Fine-Tuning Fundamentals
A technical guide to understanding LoRA, adapters, quantization, and everything that happens after you click "train."
So You've Trained Your First Model...
Congratulations! You've fine-tuned your first LLM. But now you're staring at files like adapters.safetensors, wondering about "LoRA ranks," and trying to understand why everyone keeps talking about "quantizing" and "GGUF."
This guide explains the core concepts you need to understand as a technically-skilled beginner in LLM fine-tuning. No hand-waving—just clear explanations of how these systems actually work.
The Parameter Problem
Why We Can't Just Train Everything
A modern LLM like Llama 3 has 8 billion parameters. Each parameter is a 16-bit or 32-bit number.
8B
Parameters
16 GB
Memory (FP16)
$2,000+
GPU Cost
To fine-tune all 8 billion parameters, you'd need:
- 32-64 GB of GPU memory (for gradients + optimizer states)
- Hours or days of training time
- Thousands of dollars in compute costs
The Insight
Most of the knowledge is already in the base model. When we fine-tune, we're not teaching it English or how to reason—we're teaching it specific patterns. We don't need to change all 8 billion parameters for that.
LoRA: The Smart Way to Fine-Tune
Low-Rank Adaptation
LoRA (Low-Rank Adaptation) is a technique from a 2021 Microsoft Research paper. The core idea is simple:
The LoRA Insight
Instead of updating all parameters in a weight matrix, we freeze the original weights and inject small, trainable matrices into the model.

Questions:
- a) Please write out the part of the fine-tuning guide that opens with the words containing "Congratulations! You've fine-tuned" and closes with "gradients + optimizer states)".
- b) In the fine-tuning guide, which organization produced the 2021 paper that introduced LoRA?

Exercise data:
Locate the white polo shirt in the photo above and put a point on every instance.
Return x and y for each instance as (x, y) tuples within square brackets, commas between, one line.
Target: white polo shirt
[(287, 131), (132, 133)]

Expected results:
- a)
Congratulations! You've fine-tuned your first LLM. But now you're staring at files like adapters.safetensors, wondering about "LoRA ranks," and trying to understand why everyone keeps talking about "quantizing" and "GGUF."
This guide explains the core concepts you need to understand as a technically-skilled beginner in LLM fine-tuning. No hand-waving—just clear explanations of how these systems actually work.
The Parameter Problem
Why We Can't Just Train Everything
A modern LLM like Llama 3 has 8 billion parameters. Each parameter is a 16-bit or 32-bit number.
8B
Parameters
16 GB
Memory (FP16)
$2,000+
GPU Cost
To fine-tune all 8 billion parameters, you'd need:
- 32-64 GB of GPU memory (for gradients + optimizer states)

- b) Microsoft Research